[SOURCE EXTRACT]:
COLOMBIA

Colombia Feb 15-20 2025

COLOMBIA – ANDES NORTHEAST (Bogota, Villavicencio, Bucaramanga, Cucuta, Tunja)
Flight. Fri Feb 14 Viva Airbus AIFA – BOG 19:00-00:30+1

ON Lancaster House Suites. Jack Goldstein owns this hotel and invited me to stay for a few days. Jack is #1 in Colombia.

Day 1 Sun Feb 16
Jack and I sat around for about 5 hours shooting the bull.
In the afternoon, I went for a walk to get a SIM card (Claro 7.5GB for 20 days 21,000 COP) and saw these two sites
Mormon Temple. A grand white square building with a tower and a gold Moroni on top.
Usaquén Flea Market. Usual flea markets are people selling second-hand stuff but this is several blocks of small vendors selling jewelry, food, handicrafts and much more. I talked to three guys in outfits with capes (covered in many badges) who belonged to a university singing and musical group.
ON Lancaster House Suites for the second night.

Day 2 Mon Feb 17
I went for a walkabout to see several sites. The distances between them were large, usually about 2+ kilometres. I took 2 Ubers
Click Clack Hotel.

[DATA]:
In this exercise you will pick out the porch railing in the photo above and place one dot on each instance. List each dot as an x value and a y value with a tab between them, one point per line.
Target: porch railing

[THE TASKS]:
1. In the Colombia travel diary, take the stretch from "ON Lancaster House Suites." through "Click Clack Hotel." and change "walkabout" to "stroll".
2. Could you carry on the Colombia travel diary from where it stops?
None of the material is needed here.

[RESULTS]:
1.
ON Lancaster House Suites. Jack Goldstein owns this hotel and invited me to stay for a few days. Jack is #1 in Colombia.

Day 1 Sun Feb 16
Jack and I sat around for about 5 hours shooting the bull.
In the afternoon, I went for a walk to get a SIM card (Claro 7.5GB for 20 days 21,000 COP) and saw these two sites
Mormon Temple. A grand white square building with a tower and a gold Moroni on top.
Usaquén Flea Market. Usual flea markets are people selling second-hand stuff but this is several blocks of small vendors selling jewelry, food, handicrafts and much more. I talked to three guys in outfits with capes (covered in many badges) who belonged to a university singing and musical group.
ON Lancaster House Suites for the second night.

Day 2 Mon Feb 17
I went for a stroll to see several sites. The distances between them were large, usually about 2+ kilometres. I took 2 Ubers
Click Clack Hotel.

2.
In the NM Architectural Delights series, this modern 9-story hotel has “jutting out” bits and a metal lattice facade. The restaurant downstairs has a green wall.

Centro Comercial Andino. A modern 3-story shopping mall with two large atriums covered with a glass roof.
Andres Carne de Res Restaurant is famous for its stellar empanadas as its all-night, alcohol-fueled benders and dancing. Founded by Andrés Jaramillo as a roadside grill spot in 1982, It has 500 staff, three dance floors, a 25-foot rock-climbing wall and a huge coal-fired kitchen, roving bands of performers and a menu that includes every major dish of Colombia. There are hammocks for drunk patrons to pass out and sleep it off. 
Restaurante Las Margaritas. Opened in 1901, this small one-story restaurant serves traditional Colombian food.
Jorge Eliecer Gaitan Museum. (1903-1948) was a Colombian jurist, writer, professor, orator, politician,  and member and leader of the Colombian Liberal Party  He is considered one of the most influential politicians in Colombia in the first half of the  20th century and one of the most important figures in the country’s history. He was a professor of Criminal Law from 1931 until his death. During his last years of life, he was the sole leader of liberalism.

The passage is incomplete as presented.